[Begin SOURCE PASSAGE]
Finding strength amidst uncertainty

Uncertainty; expected or unexpected, uncertainty always involves a fear of the unknown. Some types of uncertainty are welcomed such as starting a new job in the hopes of a more rewarding career or moving to a new city for a fresh start. The uncertainty in these situations is manageable since they’re predetermined and so there’s still some sense of control. But what about the moments when we’re presented with an unpleasant situation we were not anticipating? The instinct to panic overshadows any ability to trust and have faith that things will work out. Thoughts such as, “How am I going to get through this?” or, “I don’t think I can handle this” are way too loud for any self-assurance to be heard.

Certainty is a fundamental human need since it provides us with feelings of security and safety. We can relax and enjoy our lives when there are no feelings of instability bothering us. Nevertheless, uncertainties such as the sudden loss of a job, a health scare or a relationship falling apart will throw us out of our comfort zone and cloud any rationale. Change can be scary and unnerving especially when we feel as if we’re no longer the one in charge of our life. However we can always take charge of our actions and responses when faced with such situations. This doesn’t mean we won’t feel scared, instead we discipline ourselves to look past the fear and focus on a positive outcome.
[End SOURCE PASSAGE]
[Begin ITEMS]
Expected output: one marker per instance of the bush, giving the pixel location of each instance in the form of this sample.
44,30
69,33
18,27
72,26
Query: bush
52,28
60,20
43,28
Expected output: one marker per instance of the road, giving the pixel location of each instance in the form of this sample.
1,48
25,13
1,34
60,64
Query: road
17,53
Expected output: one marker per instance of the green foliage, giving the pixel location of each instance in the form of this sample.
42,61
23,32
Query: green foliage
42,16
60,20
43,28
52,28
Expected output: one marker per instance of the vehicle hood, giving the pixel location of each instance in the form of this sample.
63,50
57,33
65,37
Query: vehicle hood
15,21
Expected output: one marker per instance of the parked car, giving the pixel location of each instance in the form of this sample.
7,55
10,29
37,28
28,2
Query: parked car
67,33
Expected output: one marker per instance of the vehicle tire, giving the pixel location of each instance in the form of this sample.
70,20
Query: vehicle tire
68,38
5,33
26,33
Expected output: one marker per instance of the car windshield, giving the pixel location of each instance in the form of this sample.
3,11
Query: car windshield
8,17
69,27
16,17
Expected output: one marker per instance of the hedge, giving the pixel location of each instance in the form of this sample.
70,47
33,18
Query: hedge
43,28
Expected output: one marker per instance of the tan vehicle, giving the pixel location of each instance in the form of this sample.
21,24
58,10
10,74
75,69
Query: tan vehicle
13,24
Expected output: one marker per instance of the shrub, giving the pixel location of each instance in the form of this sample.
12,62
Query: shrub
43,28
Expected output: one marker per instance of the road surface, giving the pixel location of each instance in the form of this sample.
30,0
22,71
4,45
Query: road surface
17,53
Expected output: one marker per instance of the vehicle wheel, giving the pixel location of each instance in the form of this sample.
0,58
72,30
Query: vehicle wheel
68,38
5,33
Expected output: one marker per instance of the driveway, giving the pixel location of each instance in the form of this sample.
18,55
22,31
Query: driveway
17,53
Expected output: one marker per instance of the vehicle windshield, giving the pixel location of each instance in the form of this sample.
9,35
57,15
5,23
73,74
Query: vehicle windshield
[End ITEMS]
▸ REQUIRED TASKS:
[A] Print the passage on uncertainty, starting at "Uncertainty; expected or" and ending at "to be heard.".
[B] Which uncertainties does the passage on uncertainty say will throw us out of our comfort zone? List every one.
The records have no connection to the passage on uncertainty.

▸ RESPONSE LIST:
[A]
Uncertainty; expected or unexpected, uncertainty always involves a fear of the unknown. Some types of uncertainty are welcomed such as starting a new job in the hopes of a more rewarding career or moving to a new city for a fresh start. The uncertainty in these situations is manageable since they’re predetermined and so there’s still some sense of control. But what about the moments when we’re presented with an unpleasant situation we were not anticipating? The instinct to panic overshadows any ability to trust and have faith that things will work out. Thoughts such as, “How am I going to get through this?” or, “I don’t think I can handle this” are way too loud for any self-assurance to be heard.

[B]
- the sudden loss of a job
- a health scare
- a relationship falling apart